I'm A Psychologist & Here's The Biggest Mistake I See People Make With Self-Care
When I need to ground myself or get out of a funk, I cook or sing.
It short-circuits the vicious cycle between overthinking, feeling crappy, and then doing things that will cause an emotional hangover. It's also a great way to feel creative again and nourish myself. That is the self-care that works for me.
The problem is that what we sometimes call self-care is really self-soothing, and the long-term cost vastly outweighs the short-term benefit. When "Just one drink!" plummets down the rabbit hole of excessiveness, where your body, bank balance, and well-being pay the price, that isn't self-care.
The difference between self-soothing and self-care.
We all self-soothe. It gives us comfort and distracts us during difficult times, which can include things like taking a bubble bath, getting yourself a fancy drink at your favorite juice bar, or taking time off from work or child care.
Self-soothing, however, does not help us move forward or remedy the situation. Or, it may lead to an emotional, physical, or financial hangover. Just as with overdrinking alcohol, any escape behavior can be used in excess, from shopping to eating to sex. This can also look like entertaining our anxious thoughts or talking excessively about our problems, believing it'll make us feel better—when ultimately we're lost in ruminating, analysis paralysis, and living in the apocalypse.
Self-care, in contrast, is about finding meaning in life and doing things that support our growth. To understand the difference between self-care and self-soothing, psychologist Jonathan Marshall, Ph.D., likens it to the Tibetan Buddhist ideas of self-compassion and self-cherishing. To him, self-compassion is being aware of one's current conditions and wanting to make things better; this is the root of self-care. However, self-cherishing is "when you take it one step further, and you make yourself precious and separate from others, for instance by saying, 'I deserve that $30,000 handbag even if it means I'm busting my account.'"
Put simply, self-cherishing (or self-soothing) runs the risk of being egocentric and myopic, because "if you intend well for yourself or someone else, you don't do something that's going to bankrupt you."
What real self-care looks like.
Self-care has to work for you and with you.
"I am not going to meditate for two hours," a new client tells me, as though I'd prescribe that.
Another complains, "I'm so sick of whatever the corporate wellness program tells me to do. It's another thing on my to-do list, and I feel even more overstretched!"
The problem is, any kind of self-care that is blindly copied runs the risk of making you feel worse. In the Instagram age, it's easy to believe that a gorgeous Instagrammable bubble bath or a trendy unicorn latte may be the solution. But self-care goes deeper than that. For starters, you actually have to enjoy taking bubble baths or drinking the latte. It has to align with you.
For an introvert, it could be tending to their plants; for an extrovert, it could be hanging out with a group of friends. Experimenting and finding solutions that align with your lifestyle, personality, and goals is key.
If your self-care method happens to be Instagrammable—and you're an avid Instagrammer—great. If not, no biggie.
Self-care extends beyond going for that retreat.
Sometimes, a retreat can ground us or gift us with the time and space for a forced reset. But more importantly, we have to set an intention for how that will serve us. Otherwise, we run the risk of feeling miserable or lost in our heads, coming back feeling even worse. That can make us feel even more helpless.
Any retreat has to be considered in terms of what I call the "And then what?" question. Sure, you could lose weight, learn to meditate, or eat healthfully for a week because you are in a situation that facilitates that. We have to have a strategy to make sure that these gains and new habits actually integrate into real life. Otherwise, it's just the cycle of burnout, escaping to retreats, and coming back to reality to wait for the next burnout to happen.
= = =
[Request]
Write out the part of the self-care article between "The problem is that" and "or child care.", inclusive.

[Material]
= = =
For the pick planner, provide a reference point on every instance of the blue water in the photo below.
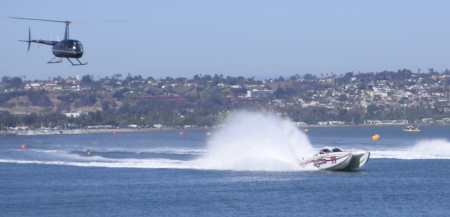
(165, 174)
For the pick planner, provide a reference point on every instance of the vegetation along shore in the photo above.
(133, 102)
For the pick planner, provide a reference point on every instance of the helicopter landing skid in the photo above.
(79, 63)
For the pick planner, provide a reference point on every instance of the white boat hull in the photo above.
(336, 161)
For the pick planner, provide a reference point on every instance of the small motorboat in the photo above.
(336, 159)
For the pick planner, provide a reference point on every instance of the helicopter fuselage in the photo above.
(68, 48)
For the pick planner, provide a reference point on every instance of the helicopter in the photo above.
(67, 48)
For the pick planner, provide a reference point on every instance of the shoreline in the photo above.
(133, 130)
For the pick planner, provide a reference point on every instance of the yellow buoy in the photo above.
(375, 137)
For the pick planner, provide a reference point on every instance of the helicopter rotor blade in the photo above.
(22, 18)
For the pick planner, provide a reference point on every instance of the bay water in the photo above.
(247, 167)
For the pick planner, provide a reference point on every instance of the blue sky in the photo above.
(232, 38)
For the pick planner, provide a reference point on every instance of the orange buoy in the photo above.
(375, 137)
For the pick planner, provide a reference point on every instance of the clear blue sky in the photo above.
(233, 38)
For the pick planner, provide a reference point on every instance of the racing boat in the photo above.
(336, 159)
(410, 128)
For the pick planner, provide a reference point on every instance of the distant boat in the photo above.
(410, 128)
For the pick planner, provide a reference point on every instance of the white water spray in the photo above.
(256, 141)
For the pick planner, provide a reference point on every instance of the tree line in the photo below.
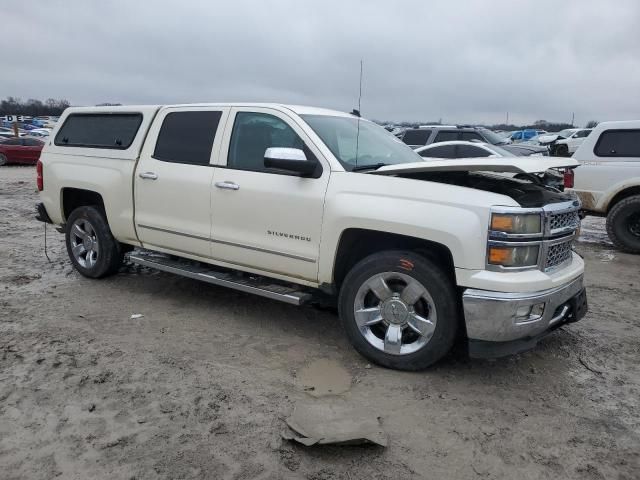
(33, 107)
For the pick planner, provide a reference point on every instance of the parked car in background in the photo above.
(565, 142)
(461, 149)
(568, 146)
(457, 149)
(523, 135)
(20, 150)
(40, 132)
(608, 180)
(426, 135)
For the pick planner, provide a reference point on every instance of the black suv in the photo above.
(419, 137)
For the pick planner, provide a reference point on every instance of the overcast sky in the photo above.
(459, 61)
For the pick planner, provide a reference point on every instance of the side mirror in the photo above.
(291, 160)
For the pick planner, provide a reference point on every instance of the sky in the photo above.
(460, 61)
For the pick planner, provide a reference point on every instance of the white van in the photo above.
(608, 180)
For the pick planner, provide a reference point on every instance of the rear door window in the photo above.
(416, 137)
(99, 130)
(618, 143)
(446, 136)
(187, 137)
= = =
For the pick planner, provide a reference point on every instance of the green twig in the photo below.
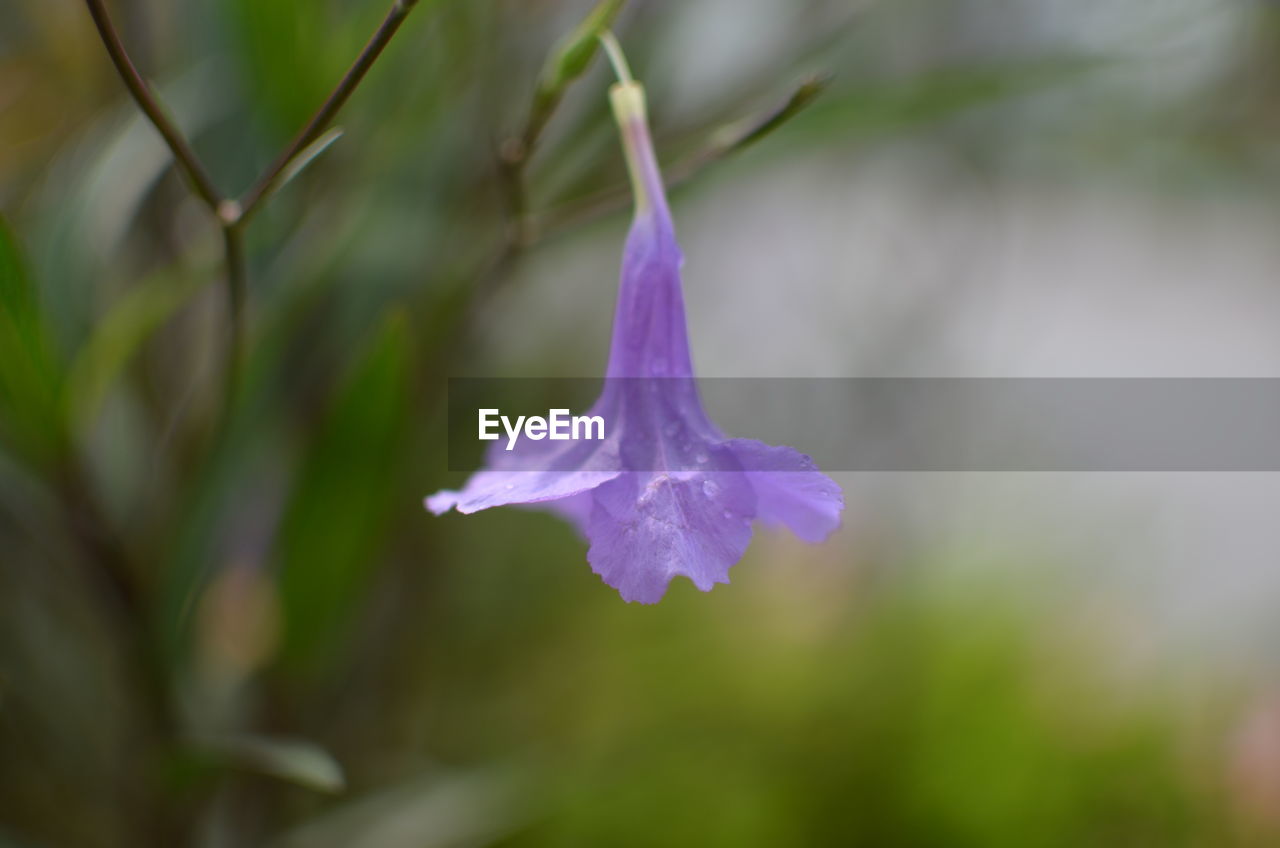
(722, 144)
= = =
[Answer]
The problem is that what we sometimes call self-care is really self-soothing, and the long-term cost vastly outweighs the short-term benefit. When "Just one drink!" plummets down the rabbit hole of excessiveness, where your body, bank balance, and well-being pay the price, that isn't self-care.
The difference between self-soothing and self-care.
We all self-soothe. It gives us comfort and distracts us during difficult times, which can include things like taking a bubble bath, getting yourself a fancy drink at your favorite juice bar, or taking time off from work or child care.